*Task list*:
a: In the byte-buffer discussion, quote everything from "Bags of bytes" down to "glad they're useful!".
b: According to the byte-buffer discussion, why does the wrapper gitBranchUpstreamName() take an inout String? rather than Data for its output?

>> Begin Page excerpt

Choosing between these types is typically purely driven by performance benchmark profile observations. Data was the natural thing to reach for, but before your performance improvements, it could have high overhead, especially for the use case of encoding. [UInt8] generally was able to perform better, especially in optimized code.

With the advancements in move-only types came the opportunity to more reliably eliminate ARC activity on this uniquely-held bag of bytes (at least until the encoding completed). I tried UniqueArray<UInt8> and definitely saw a performance boost over both Data and [UInt8]. Surprisingly though, I saw a modest (~10%) increase in footprint moving to a more focused raw "bag of bytes" type over one that had to be explicitly parameterized to hold UInt8s (like UniqueArray).

I'm personally looking forward to a possibility of being able to use a library type for this rather than maintaining my own. :grinning_face:

For encoding formats like XML plist and especially JSON, but ability to efficiently append both moderate (e.g. user strings) and very small (single delimiter characters) is extremely important. Bonus points if the type is flexible enough (either through API or optimizer tricks) to recognize that I'm about to append multiple bits in a row (e.g. :, ", user string, ",,) and pre-size itself and elide redundant length-vs-capacity checks. These checks, apart from the actual growing of the array, ends up being the majority of the overhead.

It's pretty straightforward in my case. The encoder drives a "writer" type that owns the buffer, either as encoding happens or all in one go after encoding. The bytes are written incrementally and are eventually given to the caller to own. The "writer" is destroyed and so no longer needs to reference to bytes after the encoding is complete.

Bags of bytes are also used in decoding, but there isn't much interesting stuff going on there. We just need random access to one or more bytes at a time. The new-codable work is leaning heavily into RawSpan and its ability to temporarily vend portions of the input directly to the client to avoid copying. The decoders there don't even own the input bytes at any point, unlike the encoders.

3 Likes

Thanks, glad they're useful!

Mostly the latter reason: preserving the known-valid UTF-8 invariant (terminated, textual, non-binary). I have git_buf converters on both String and Data and pick between them based on the underlying libgit2 API. For example, git_branch_upstream_name() writes the upstream branch name into a git_buf, and my wrapper gitBranchUpstreamName() takes an inout String? for out, since a branch name has no reason to be Data. I did consider using Data everywhere for consistency, but went with the more semantically-correct option wherever a plain String fits. The type itself is basically a hint about what's expected and what comes back. It was less about available APIs, since I hand-rolled most of the with* methods, though String.withCString(_:) was foundational underneath many of them.

>> End Page excerpt
>> Begin Provided material

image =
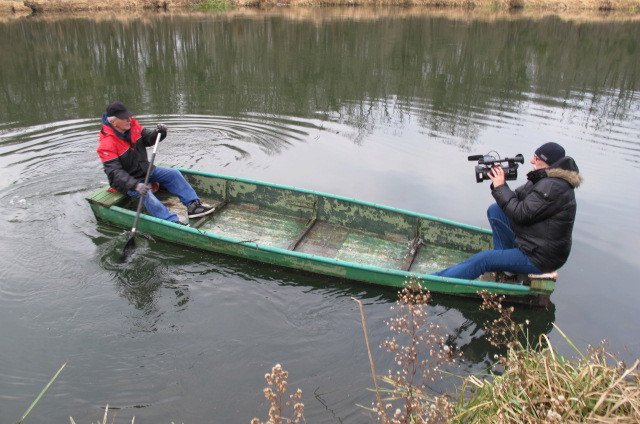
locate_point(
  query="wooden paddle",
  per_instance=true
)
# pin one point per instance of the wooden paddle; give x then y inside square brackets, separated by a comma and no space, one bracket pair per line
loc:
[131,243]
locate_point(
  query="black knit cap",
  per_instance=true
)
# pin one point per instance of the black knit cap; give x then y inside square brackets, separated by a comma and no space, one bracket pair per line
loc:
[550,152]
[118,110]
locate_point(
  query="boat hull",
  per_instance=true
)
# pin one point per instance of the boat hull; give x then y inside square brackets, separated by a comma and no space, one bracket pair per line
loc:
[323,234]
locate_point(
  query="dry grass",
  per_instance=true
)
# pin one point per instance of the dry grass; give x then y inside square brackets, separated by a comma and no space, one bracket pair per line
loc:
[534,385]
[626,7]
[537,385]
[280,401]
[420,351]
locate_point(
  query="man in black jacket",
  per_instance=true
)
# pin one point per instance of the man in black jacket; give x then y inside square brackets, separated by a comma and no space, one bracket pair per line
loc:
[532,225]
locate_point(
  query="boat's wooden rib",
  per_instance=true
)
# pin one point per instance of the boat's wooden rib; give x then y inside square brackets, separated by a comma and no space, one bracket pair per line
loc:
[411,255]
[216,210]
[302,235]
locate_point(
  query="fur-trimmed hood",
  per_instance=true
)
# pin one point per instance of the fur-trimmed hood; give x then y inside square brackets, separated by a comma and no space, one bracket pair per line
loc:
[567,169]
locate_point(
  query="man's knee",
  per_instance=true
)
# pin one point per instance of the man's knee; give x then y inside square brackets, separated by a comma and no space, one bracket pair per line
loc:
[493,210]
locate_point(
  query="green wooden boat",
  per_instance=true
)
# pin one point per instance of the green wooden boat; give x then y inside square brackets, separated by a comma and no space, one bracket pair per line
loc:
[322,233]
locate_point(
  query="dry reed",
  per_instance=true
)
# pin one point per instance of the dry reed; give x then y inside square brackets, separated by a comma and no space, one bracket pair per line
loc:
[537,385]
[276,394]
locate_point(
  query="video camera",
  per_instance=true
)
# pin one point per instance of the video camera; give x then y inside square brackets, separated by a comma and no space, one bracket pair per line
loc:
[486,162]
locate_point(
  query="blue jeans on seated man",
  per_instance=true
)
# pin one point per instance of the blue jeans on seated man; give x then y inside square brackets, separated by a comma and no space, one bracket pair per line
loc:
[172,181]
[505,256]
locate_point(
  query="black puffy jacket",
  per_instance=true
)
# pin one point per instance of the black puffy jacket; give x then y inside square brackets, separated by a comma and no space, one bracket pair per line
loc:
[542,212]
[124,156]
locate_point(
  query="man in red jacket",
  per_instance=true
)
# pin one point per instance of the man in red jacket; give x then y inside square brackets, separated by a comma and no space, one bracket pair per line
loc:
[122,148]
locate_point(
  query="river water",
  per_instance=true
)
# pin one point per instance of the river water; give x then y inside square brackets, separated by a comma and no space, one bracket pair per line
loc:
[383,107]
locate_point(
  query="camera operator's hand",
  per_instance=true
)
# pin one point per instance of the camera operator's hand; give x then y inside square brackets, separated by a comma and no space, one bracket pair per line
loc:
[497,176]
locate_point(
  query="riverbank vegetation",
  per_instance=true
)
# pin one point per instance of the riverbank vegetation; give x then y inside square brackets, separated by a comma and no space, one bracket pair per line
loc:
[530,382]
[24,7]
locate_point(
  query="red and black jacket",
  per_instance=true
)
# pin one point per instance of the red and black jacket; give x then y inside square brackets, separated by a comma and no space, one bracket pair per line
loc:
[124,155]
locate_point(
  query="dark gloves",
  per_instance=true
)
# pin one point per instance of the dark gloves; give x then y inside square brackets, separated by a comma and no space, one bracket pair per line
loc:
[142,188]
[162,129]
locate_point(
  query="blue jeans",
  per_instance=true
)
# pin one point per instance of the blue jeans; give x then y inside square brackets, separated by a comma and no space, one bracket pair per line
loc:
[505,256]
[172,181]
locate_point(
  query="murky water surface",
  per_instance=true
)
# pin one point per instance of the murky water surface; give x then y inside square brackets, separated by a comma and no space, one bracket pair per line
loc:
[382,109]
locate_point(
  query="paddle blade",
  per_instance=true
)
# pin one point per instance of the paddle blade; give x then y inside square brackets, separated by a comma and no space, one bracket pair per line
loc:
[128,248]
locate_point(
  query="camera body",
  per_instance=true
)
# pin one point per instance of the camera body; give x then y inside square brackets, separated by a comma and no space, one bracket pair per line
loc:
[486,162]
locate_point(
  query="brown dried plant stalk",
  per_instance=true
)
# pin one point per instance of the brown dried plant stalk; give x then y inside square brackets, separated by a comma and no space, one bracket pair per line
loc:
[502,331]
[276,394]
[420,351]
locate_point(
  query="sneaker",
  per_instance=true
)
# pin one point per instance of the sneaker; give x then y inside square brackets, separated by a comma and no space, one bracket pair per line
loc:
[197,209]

>> End Provided material
>> Begin Provided material

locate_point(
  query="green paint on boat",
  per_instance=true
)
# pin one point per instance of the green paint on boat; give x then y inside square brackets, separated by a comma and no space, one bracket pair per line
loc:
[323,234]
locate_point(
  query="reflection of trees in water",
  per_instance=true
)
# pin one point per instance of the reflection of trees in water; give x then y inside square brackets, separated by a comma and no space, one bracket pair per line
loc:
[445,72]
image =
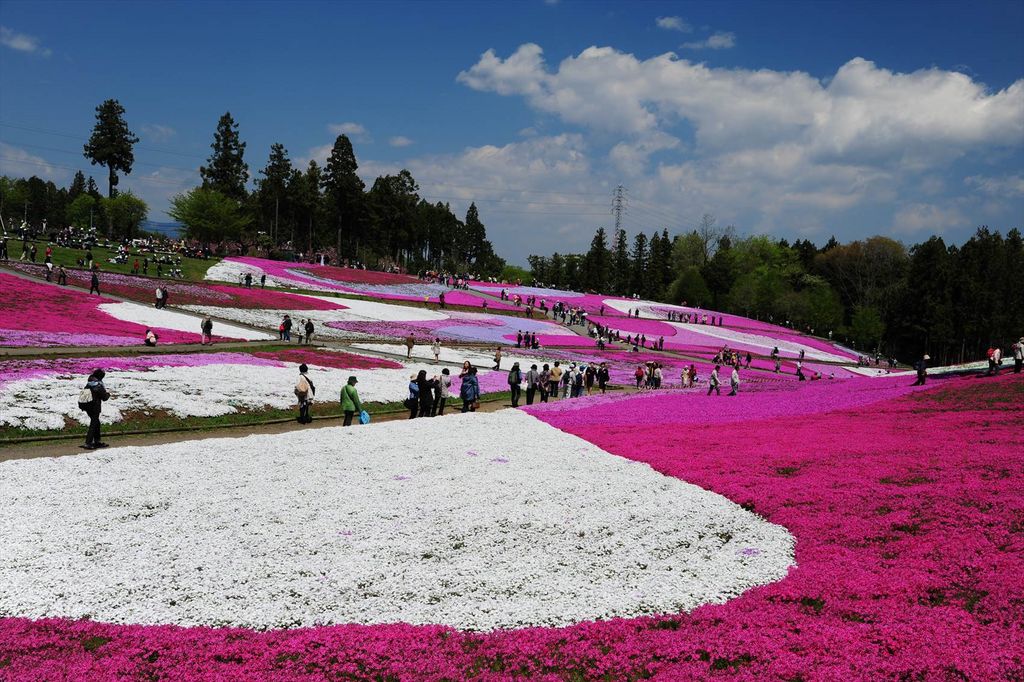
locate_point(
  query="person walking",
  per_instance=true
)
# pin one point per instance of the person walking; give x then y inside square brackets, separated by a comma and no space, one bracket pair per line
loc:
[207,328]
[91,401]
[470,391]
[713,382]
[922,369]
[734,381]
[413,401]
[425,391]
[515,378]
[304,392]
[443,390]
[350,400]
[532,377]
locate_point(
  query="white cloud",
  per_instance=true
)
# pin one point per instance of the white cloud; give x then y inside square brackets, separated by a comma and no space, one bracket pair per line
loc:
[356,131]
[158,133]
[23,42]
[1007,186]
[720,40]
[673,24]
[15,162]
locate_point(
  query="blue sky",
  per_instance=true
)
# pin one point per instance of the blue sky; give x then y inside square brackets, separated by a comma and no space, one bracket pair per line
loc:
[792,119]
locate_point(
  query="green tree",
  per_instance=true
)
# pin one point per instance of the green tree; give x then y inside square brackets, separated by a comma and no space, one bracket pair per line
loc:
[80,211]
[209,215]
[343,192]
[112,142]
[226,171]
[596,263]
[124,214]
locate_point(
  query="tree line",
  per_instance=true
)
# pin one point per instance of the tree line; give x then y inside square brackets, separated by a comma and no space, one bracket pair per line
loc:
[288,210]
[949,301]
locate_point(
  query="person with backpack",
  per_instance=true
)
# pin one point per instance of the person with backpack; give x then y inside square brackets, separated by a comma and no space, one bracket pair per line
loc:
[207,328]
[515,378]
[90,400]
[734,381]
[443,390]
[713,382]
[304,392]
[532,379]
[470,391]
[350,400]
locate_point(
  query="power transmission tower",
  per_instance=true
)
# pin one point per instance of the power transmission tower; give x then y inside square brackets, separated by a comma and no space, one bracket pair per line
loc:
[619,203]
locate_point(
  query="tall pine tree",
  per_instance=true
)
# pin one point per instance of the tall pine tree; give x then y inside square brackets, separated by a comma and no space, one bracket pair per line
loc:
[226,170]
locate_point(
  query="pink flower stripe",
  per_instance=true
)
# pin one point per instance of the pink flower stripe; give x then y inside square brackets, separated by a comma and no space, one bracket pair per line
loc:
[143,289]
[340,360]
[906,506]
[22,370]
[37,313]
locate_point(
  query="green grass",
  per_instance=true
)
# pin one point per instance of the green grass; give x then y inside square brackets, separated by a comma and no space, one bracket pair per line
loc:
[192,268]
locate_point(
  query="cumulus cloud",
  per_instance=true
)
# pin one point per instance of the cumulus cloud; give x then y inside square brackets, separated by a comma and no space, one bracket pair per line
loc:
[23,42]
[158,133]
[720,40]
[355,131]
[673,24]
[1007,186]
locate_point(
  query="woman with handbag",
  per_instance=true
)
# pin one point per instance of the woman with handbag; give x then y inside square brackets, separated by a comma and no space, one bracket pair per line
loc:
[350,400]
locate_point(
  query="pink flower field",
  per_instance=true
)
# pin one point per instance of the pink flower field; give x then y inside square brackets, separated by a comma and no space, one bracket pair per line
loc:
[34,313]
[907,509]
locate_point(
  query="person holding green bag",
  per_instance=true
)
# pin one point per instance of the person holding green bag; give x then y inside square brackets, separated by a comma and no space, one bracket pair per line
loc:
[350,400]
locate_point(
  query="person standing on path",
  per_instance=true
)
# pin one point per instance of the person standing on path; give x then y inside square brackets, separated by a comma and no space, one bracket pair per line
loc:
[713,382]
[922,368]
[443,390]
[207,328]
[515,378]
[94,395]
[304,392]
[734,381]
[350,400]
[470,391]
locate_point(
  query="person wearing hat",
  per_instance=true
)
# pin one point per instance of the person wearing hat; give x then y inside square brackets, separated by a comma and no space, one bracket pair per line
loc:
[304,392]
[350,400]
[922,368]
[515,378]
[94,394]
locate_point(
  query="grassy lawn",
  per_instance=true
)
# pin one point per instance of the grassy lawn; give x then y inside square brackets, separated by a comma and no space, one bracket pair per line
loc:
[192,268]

>> End Provided material

*Answers in order*:
a:
Bags of bytes are also used in decoding, but there isn't much interesting stuff going on there. We just need random access to one or more bytes at a time. The new-codable work is leaning heavily into RawSpan and its ability to temporarily vend portions of the input directly to the client to avoid copying. The decoders there don't even own the input bytes at any point, unlike the encoders.

3 Likes

Thanks, glad they're useful!

b: A branch name has no reason to be Data, and the writer chose String to keep the known-valid UTF-8 invariant (terminated, textual, non-binary). Wherever a plain String fits, the more semantically correct type was preferred over using Data everywhere for consistency, since the type serves as a hint about what's expected and what comes back.